:: PROBLEM DETAILS ::
Rewrite the material starting at its first line and ending at the line containing "point(146, 169)", switching "building facade" to "storefront" and leaving everything else unchanged.

:: Dataset excerpt ::
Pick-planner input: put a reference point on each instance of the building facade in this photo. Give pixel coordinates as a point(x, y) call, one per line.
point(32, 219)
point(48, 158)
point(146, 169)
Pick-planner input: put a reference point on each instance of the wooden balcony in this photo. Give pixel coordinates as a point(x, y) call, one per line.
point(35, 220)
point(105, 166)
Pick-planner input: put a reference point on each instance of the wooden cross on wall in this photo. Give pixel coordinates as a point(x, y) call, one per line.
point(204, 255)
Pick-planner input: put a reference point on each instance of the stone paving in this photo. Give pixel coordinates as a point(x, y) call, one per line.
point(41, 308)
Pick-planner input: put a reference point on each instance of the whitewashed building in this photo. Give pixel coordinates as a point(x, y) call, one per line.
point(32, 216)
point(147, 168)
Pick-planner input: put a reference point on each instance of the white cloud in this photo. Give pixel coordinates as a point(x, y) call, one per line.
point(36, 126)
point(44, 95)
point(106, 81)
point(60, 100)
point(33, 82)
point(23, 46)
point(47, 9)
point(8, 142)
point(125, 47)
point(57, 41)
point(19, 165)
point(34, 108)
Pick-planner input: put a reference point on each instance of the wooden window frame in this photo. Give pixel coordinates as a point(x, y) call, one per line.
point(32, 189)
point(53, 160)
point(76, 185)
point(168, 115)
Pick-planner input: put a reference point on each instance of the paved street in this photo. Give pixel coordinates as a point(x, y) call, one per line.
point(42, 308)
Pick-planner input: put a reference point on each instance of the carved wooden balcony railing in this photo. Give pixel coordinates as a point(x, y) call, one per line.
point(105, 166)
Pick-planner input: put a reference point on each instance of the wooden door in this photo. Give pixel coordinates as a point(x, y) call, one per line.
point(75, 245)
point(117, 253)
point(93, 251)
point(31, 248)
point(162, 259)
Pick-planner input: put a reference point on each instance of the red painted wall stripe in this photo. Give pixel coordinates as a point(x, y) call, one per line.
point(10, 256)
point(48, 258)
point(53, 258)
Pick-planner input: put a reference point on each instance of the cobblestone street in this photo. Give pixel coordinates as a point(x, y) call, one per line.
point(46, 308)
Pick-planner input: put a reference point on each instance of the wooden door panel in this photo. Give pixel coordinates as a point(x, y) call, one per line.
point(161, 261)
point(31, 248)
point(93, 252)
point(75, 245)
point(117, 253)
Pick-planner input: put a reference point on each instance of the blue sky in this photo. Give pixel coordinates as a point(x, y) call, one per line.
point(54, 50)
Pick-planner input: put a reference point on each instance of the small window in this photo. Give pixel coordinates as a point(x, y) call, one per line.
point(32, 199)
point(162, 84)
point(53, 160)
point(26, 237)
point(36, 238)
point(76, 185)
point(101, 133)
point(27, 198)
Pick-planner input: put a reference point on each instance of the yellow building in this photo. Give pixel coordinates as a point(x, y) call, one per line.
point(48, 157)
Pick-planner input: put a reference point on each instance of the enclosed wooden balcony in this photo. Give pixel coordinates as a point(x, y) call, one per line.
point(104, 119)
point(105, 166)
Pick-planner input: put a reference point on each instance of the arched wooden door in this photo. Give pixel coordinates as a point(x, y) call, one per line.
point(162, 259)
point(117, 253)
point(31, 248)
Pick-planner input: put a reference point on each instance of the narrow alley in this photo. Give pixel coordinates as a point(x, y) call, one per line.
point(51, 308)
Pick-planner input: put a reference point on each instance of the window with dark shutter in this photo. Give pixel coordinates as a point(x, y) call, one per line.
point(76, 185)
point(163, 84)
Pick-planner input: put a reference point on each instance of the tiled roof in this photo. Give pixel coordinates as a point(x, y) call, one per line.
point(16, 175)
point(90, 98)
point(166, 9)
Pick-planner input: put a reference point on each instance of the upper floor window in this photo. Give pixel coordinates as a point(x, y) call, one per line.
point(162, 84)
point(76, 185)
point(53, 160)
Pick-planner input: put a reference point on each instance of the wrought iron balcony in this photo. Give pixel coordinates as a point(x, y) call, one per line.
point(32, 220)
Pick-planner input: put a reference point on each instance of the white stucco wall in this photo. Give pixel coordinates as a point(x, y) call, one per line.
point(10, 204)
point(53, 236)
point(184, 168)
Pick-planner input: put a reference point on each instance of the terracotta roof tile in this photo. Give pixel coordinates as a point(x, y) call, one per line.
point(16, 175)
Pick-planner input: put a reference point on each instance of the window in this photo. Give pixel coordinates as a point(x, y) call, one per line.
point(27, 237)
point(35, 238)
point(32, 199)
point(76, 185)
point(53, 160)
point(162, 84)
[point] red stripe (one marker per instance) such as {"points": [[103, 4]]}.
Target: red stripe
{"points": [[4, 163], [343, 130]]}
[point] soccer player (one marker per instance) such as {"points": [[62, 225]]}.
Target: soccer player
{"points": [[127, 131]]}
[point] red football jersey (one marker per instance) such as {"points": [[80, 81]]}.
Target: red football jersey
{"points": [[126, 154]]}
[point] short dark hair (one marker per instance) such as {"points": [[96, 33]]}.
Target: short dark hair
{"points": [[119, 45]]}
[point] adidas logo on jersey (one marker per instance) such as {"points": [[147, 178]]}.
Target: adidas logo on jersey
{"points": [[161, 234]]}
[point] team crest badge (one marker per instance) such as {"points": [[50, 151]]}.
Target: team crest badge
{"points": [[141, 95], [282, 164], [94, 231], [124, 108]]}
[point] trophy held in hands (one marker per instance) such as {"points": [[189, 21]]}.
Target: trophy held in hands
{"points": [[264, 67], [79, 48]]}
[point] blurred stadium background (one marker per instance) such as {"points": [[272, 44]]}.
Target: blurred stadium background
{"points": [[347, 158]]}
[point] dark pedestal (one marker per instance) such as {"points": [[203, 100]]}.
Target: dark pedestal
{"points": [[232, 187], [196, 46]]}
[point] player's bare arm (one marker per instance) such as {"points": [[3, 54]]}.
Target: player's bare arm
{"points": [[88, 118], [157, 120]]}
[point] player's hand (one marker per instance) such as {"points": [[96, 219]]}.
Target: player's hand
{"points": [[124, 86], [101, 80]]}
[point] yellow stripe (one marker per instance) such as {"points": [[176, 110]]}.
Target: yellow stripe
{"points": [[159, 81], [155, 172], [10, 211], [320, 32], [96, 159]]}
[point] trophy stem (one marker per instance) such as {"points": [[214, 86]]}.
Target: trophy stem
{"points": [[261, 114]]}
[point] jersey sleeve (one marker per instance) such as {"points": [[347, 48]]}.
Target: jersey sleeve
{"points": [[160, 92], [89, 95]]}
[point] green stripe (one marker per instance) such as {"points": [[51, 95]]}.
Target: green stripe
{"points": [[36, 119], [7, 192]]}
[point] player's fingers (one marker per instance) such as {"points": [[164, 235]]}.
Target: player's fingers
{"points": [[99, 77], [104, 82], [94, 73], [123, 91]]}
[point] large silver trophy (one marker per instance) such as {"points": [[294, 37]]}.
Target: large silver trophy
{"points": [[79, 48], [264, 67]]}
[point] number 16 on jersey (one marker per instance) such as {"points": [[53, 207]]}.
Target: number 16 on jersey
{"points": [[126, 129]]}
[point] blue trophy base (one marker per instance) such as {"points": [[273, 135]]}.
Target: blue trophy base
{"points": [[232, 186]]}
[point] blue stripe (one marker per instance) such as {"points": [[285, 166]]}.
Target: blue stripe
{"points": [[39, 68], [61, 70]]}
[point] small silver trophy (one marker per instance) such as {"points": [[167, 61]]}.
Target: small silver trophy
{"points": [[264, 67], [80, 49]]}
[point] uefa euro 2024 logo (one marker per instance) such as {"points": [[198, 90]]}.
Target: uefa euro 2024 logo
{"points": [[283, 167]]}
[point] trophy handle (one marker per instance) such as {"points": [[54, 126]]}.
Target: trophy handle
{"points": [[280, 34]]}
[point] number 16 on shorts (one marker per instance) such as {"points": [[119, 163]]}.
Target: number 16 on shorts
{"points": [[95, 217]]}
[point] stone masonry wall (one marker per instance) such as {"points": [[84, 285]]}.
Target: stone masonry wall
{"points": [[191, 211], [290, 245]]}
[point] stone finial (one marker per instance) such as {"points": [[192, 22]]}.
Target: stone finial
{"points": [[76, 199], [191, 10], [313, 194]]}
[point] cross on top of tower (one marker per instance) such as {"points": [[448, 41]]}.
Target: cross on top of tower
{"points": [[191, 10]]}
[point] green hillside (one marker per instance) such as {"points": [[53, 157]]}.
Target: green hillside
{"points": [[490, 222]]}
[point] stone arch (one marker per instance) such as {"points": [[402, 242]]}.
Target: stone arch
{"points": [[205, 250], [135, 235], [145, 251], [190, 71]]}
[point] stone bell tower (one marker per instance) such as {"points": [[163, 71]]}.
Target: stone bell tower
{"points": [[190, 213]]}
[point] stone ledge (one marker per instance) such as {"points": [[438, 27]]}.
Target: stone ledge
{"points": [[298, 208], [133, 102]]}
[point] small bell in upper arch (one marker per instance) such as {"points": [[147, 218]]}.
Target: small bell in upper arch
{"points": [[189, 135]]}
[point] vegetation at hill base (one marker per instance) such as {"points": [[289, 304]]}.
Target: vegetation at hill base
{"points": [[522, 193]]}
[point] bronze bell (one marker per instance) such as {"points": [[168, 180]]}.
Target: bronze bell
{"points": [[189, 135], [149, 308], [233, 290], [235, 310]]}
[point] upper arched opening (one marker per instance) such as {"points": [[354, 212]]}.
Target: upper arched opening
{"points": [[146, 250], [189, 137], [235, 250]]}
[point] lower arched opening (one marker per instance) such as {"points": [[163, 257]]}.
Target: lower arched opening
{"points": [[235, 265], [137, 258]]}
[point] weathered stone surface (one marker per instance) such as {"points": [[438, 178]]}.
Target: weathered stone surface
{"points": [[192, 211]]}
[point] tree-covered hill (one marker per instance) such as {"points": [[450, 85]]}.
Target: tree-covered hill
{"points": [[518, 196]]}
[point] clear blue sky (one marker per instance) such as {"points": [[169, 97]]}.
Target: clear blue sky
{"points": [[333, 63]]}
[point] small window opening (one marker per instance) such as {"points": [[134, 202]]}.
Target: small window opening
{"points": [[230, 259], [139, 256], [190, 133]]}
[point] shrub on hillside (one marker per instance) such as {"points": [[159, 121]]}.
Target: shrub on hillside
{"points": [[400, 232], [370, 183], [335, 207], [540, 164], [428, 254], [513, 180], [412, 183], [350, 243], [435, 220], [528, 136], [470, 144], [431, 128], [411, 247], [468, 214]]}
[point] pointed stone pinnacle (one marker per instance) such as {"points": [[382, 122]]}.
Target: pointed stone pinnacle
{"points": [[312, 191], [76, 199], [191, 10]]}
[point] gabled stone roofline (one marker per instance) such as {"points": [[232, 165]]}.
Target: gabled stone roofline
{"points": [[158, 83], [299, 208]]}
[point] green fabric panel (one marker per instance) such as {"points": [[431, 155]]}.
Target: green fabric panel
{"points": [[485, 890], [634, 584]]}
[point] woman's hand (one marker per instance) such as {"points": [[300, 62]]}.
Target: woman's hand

:: CORRECT RESPONSE ::
Pick-planner input: put a reference point on each instance of the storefront in this photo. Give pixel coordinates as a point(x, y) call, one per line.
point(32, 219)
point(48, 158)
point(146, 169)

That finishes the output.